= Beginning of Section =

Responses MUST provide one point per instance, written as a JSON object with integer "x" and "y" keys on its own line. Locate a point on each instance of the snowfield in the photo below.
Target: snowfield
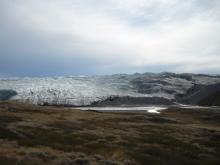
{"x": 84, "y": 90}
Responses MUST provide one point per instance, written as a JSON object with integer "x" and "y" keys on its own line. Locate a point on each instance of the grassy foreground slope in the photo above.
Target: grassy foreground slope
{"x": 49, "y": 135}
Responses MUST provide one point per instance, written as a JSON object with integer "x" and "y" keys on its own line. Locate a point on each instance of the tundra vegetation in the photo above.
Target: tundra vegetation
{"x": 31, "y": 134}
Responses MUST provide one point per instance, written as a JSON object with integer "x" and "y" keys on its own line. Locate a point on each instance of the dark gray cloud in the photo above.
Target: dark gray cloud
{"x": 43, "y": 38}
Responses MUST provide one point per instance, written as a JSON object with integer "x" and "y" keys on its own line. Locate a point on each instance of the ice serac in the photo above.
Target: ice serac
{"x": 85, "y": 90}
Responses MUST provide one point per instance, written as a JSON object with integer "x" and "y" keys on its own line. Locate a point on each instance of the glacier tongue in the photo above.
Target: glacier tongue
{"x": 83, "y": 90}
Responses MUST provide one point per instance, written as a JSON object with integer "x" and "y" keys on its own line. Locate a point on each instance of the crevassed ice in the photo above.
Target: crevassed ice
{"x": 83, "y": 90}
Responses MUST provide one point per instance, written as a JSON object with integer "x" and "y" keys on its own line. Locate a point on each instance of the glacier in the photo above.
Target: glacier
{"x": 84, "y": 90}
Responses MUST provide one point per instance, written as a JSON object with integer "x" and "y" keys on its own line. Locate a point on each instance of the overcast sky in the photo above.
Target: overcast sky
{"x": 87, "y": 37}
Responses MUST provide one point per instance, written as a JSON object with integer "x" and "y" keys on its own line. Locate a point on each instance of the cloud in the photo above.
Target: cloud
{"x": 109, "y": 36}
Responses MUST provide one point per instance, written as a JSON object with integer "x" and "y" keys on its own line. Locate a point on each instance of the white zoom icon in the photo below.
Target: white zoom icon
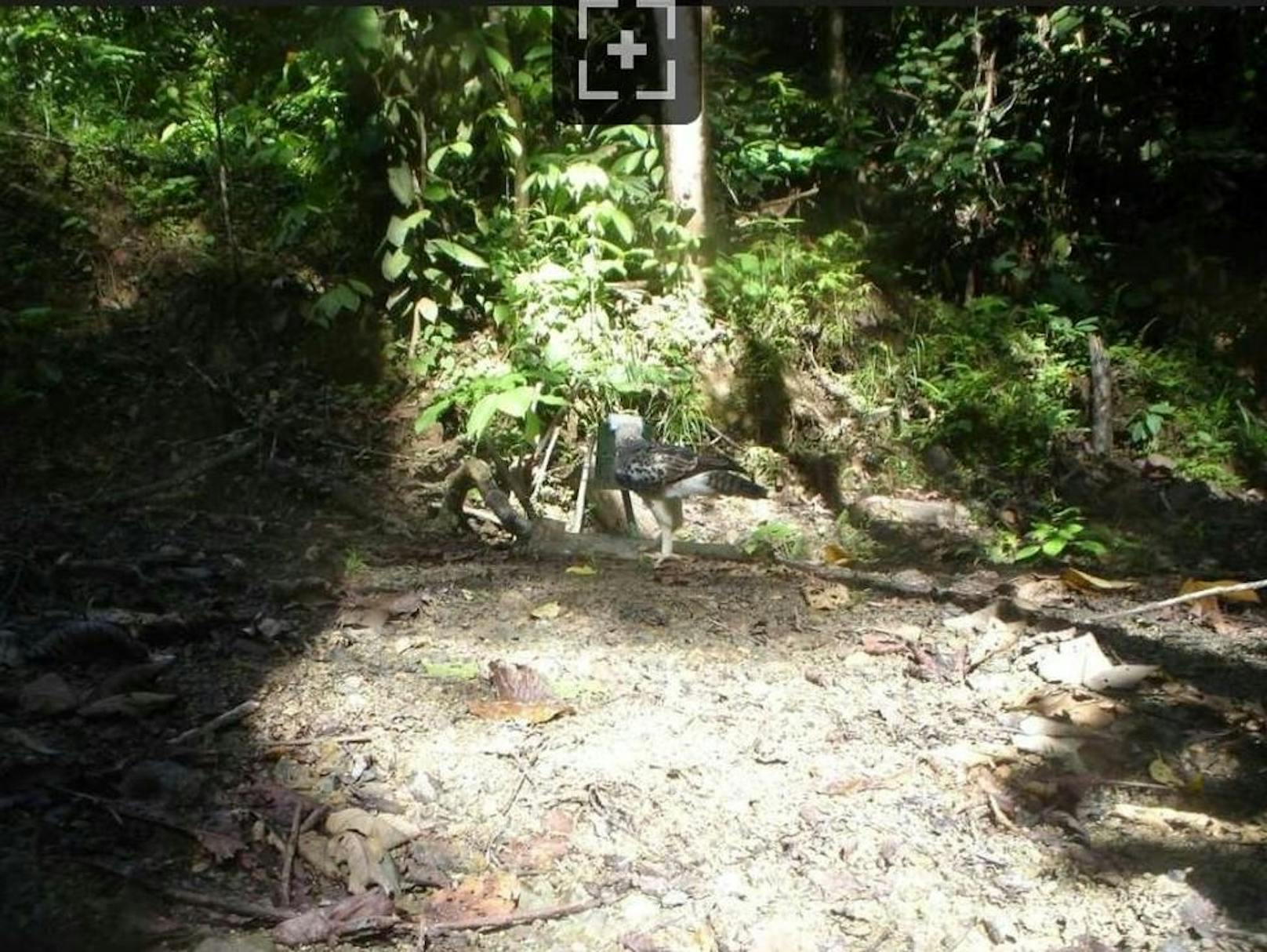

= End of Section =

EXERCISE:
Each line above with the word "zoom" must be returned.

WRITTEN ANSWER:
Responses MUST provide one point per instance, written as a JSON object with integer "x" and "y" keys on its own line. Locate a point on each instance of the white zoom icon in the photo below.
Target: white zoom icon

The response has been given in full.